(Beginning of DOCUMENT TEXT)

Indeed, the Swiss and Israeli comparisons shed light on why Americans have such a predilection for using gun to commit violent acts. On the one hand, the US, like Israel, emerged as a frontier settler colonial enterprise whose economy was in good measure based on slavery for the first century of its existence.

Because of the size of the territory being settled, the idea of “rugged individualism” became a dominant trope in the culture – especially against the “savage” Indians who threatened white settlers. With the Native American “threat” successfully contained in the West by the later 19th century, the next major threat came from freed slaves in the south, which helps account for the rise of gun culture in both the American south and west.

Ultimately, with the rise of an activist government during the Great Depression and the generation after World War II, an interpretation of the Second Amendment centered on protecting the individual against potential tyranny by the state (not to mention minorities and immigrants who were cast as predatory threats to the white Protestant order).

American culture is much closer to the dominant Jewish Zionist culture and history of Israel than to Switzerland, but here, too, there are crucial differences.

Zionism from the start was a collectivist enterprise based on a conquest of a small territory with what scholars term “low frontieriority” – meaning there was very limited space for settlement, and much of that space was already inhabited by the main adversary to settlement, the indigenous population.

(End of DOCUMENT TEXT)
(Beginning of DATA)

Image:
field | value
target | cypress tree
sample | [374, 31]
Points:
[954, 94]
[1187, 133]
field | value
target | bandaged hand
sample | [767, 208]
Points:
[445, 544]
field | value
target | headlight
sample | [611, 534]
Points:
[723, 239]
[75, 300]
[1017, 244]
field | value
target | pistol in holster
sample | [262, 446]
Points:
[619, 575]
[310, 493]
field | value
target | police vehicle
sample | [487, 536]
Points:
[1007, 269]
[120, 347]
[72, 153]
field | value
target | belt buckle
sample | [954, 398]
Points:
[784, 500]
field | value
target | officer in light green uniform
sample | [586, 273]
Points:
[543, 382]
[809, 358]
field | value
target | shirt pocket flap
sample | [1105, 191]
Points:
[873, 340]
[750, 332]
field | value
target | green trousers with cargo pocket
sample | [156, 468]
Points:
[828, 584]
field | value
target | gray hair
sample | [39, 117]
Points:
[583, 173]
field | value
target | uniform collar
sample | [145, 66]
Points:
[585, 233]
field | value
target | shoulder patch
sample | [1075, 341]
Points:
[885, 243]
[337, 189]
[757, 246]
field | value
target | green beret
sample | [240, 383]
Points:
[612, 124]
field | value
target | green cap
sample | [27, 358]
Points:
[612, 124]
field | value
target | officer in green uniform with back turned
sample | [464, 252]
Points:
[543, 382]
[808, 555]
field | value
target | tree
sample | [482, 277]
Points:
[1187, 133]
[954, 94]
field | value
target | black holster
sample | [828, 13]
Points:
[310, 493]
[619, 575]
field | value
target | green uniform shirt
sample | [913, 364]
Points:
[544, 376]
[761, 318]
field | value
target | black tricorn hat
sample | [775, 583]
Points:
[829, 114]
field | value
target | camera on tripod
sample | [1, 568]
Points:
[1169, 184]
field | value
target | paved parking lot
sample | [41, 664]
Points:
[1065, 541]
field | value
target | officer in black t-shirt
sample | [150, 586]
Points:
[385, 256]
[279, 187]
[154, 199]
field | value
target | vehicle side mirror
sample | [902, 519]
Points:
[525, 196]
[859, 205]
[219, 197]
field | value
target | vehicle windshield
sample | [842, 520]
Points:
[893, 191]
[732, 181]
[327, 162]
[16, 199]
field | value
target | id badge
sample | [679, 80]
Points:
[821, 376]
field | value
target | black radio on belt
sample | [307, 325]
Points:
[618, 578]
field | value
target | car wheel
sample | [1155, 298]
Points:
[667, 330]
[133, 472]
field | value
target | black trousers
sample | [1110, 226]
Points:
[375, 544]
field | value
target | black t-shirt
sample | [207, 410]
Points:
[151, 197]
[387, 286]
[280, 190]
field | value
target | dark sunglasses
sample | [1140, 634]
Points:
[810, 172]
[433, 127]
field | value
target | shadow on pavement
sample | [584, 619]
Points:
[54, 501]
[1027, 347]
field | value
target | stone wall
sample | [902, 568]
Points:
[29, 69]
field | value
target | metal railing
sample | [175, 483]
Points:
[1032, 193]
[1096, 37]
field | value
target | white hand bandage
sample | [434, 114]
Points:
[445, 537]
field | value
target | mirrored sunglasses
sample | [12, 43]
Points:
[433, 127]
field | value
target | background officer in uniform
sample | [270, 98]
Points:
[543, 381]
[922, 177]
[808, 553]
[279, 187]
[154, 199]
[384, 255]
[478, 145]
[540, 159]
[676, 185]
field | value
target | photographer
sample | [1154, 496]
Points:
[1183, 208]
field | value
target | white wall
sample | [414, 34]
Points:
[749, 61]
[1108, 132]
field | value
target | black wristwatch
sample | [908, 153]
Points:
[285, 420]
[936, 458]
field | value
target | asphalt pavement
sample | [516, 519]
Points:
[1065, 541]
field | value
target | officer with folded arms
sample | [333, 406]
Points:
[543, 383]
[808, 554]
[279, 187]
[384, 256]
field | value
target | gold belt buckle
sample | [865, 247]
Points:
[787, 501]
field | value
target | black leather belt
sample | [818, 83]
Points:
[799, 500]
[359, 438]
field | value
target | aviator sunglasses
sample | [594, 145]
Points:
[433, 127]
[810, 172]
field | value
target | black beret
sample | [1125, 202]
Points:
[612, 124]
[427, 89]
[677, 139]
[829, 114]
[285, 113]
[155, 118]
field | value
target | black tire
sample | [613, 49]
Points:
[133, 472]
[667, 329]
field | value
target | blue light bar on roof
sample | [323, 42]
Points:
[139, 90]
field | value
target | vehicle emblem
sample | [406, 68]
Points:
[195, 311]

(End of DATA)

**WHAT TO WORK ON:**
**A.** For each of statements (i), (ii), and (iii), say whether it agrees with the passage on gun culture, and quote the words of the passage that decide it. (i) The US emerged as a frontier settler colonial enterprise. (ii) American culture is closer to Switzerland than to Israel. (iii) Zionism began as an individualist enterprise.
**B.** List every word or phrase that the passage on gun culture places inside quotation marks.

**SET OF ANSWERS:**
**A.**
(i) Yes: "the US, like Israel, emerged as a frontier settler colonial enterprise"
(ii) No: "American culture is much closer to the dominant Jewish Zionist culture and history of Israel than to Switzerland"
(iii) No: "Zionism from the start was a collectivist enterprise"

**B.**
- rugged individualism
- savage
- threat
- low frontieriority